→ EXERCISE REQUIREMENTS
Could every line of the data be printed exactly as it reads?
- - - - - - -
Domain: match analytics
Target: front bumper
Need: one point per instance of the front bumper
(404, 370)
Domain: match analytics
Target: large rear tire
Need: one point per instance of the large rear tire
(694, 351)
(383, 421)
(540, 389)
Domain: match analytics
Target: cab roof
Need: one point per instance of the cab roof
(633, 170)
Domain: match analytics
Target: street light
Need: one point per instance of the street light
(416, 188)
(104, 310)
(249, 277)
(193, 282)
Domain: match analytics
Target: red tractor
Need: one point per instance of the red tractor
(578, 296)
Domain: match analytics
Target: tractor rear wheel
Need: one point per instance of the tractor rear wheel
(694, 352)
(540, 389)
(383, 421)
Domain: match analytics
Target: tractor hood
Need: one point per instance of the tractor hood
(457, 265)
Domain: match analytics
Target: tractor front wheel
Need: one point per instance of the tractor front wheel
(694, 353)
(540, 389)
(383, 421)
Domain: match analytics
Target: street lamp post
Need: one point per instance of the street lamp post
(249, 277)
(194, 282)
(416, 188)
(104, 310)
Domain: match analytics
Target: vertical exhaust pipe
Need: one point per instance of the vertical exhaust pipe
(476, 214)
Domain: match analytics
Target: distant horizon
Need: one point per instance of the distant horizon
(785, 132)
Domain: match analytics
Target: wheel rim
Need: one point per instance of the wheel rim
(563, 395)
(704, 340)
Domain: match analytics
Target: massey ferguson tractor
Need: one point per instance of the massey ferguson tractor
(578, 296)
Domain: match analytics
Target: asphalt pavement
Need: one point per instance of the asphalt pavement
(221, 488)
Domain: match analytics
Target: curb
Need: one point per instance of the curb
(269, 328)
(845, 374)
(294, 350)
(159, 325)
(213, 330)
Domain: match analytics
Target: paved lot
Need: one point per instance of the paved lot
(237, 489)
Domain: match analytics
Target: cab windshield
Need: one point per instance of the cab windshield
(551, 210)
- - - - - - -
→ CORRECT RESPONSE
Domain: match analytics
Target: front bumper
Need: one point per instance of the front bumper
(404, 370)
Domain: match analytics
Target: large rear tire
Need: one point per instance of the large rear tire
(694, 351)
(383, 421)
(540, 389)
Domain: match analytics
Target: cab roof
Need: one point per instance of the cab roof
(633, 170)
Domain: match analytics
Target: street light
Need: one point per instance of the street light
(416, 188)
(104, 310)
(249, 277)
(193, 282)
Domain: match analytics
Target: red tractor
Need: one point per instance of the red tractor
(578, 296)
Domain: match analytics
Target: tractor rear wheel
Need: one point per instance of the tractor rear wheel
(694, 352)
(540, 389)
(383, 421)
Domain: match analytics
Target: tractor hood
Need: one point per instance of the tractor hood
(457, 265)
Domain: match analytics
Target: tractor front wheel
Need: one point per instance of the tractor front wheel
(694, 353)
(540, 389)
(383, 421)
Domain: match analytics
Target: street lamp post
Need: one point per instance of the street lamp post
(249, 277)
(194, 282)
(416, 188)
(104, 310)
Domain: match analytics
Target: vertical exhaust pipe
Need: one point per instance of the vertical exhaust pipe
(476, 214)
Domain: match analytics
Target: distant horizon
Need: one point per instance of the distant horizon
(785, 132)
Domain: match analytics
Target: wheel rim
Need: one point per instance of the wheel rim
(563, 395)
(704, 340)
Domain: match analytics
Target: massey ferguson tractor
Need: one point per instance of the massey ferguson tractor
(578, 296)
Domain: match analytics
Target: asphalt pavement
Need: one point per instance of the asphalt pavement
(221, 488)
Domain: match analytics
Target: curb
Need: one point per instance of the curb
(269, 328)
(845, 374)
(294, 350)
(159, 325)
(213, 330)
Domain: match analytics
Target: paved lot
Need: one point per instance of the paved lot
(237, 489)
Domain: match analytics
Target: cab windshield
Need: one point per instance of the cab windshield
(551, 210)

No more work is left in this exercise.